» **Supplied text**:
%%

It is fantastic to see the community waiting for us every Wednesday ready to buy our produce, if for whatever reason we cannot make it that day we are assured of a number of phone calls of complaint and inquiry as to when we will be coming. The butchery, however has continued to be our primary point of sale and we have continued to slaughter our own produce and add value to it through its processing to sausage, mince and cuts. We have also now become an abattoir for local cattle and we contract slaughter up to forty animals a week for transport and sale at markets across the country.

All of this incredible development would not have been possible without you friends from all over the world supporting us in such an incredible way. We are indebted to all of those individuals who give of their time to come and help us at the farm, what may seem mundane tasks like fencing or welding or sitting cutting hay on a tractor for a day helps us make giant steps forward in both developing the farm but more importantly improving the lives of the communities children but also securing the future of both projects.

Where we still need help:

Cross Bred Dairy Cows K7000 each ($1400)
Layer Chickens (500) K29,000 ($6000)

%%

» **The tasks**:
**A)** Change the farm update from "It is fantastic" up to and including "across the country.", putting "meat shop" in place of "butchery".
**B)** Repeat the listing word for word from the line with "eyeglasses as a single marker per instance." up to and including the line with "Target: eyeglasses". Leave the pictures out of your answer.
The farm update and the listing come from unrelated sources.

» **Materials provided**:
%%

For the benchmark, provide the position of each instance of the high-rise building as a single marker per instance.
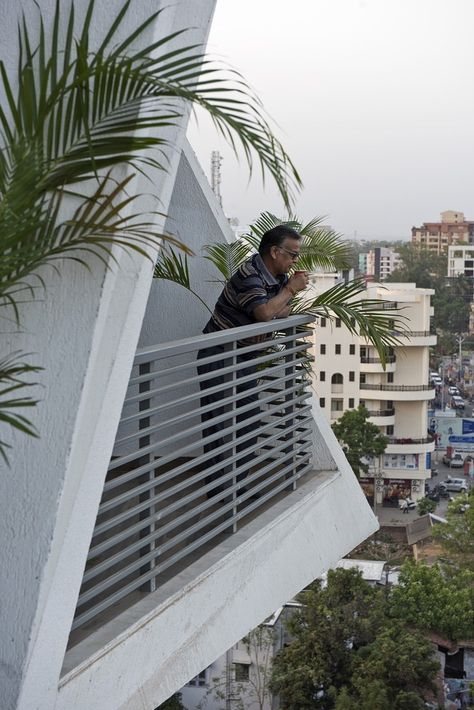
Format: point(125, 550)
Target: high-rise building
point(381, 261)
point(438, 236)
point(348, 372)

%%
%%

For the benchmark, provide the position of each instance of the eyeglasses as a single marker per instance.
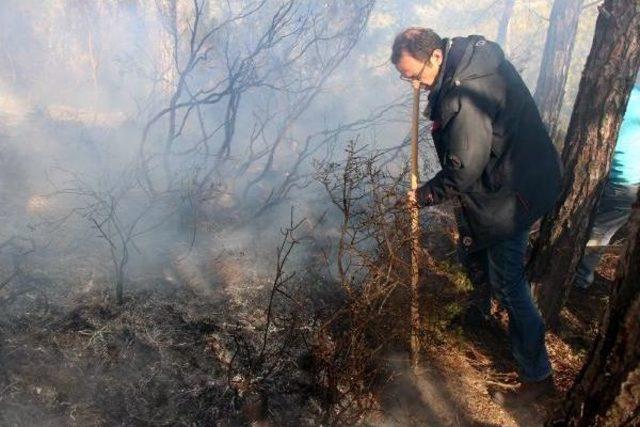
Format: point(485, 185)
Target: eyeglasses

%%

» **Task-by-task outputs**:
**A)**
It is fantastic to see the community waiting for us every Wednesday ready to buy our produce, if for whatever reason we cannot make it that day we are assured of a number of phone calls of complaint and inquiry as to when we will be coming. The meat shop, however has continued to be our primary point of sale and we have continued to slaughter our own produce and add value to it through its processing to sausage, mince and cuts. We have also now become an abattoir for local cattle and we contract slaughter up to forty animals a week for transport and sale at markets across the country.

**B)**
For the benchmark, provide the position of each instance of the eyeglasses as a single marker per instance.
Format: point(485, 185)
Target: eyeglasses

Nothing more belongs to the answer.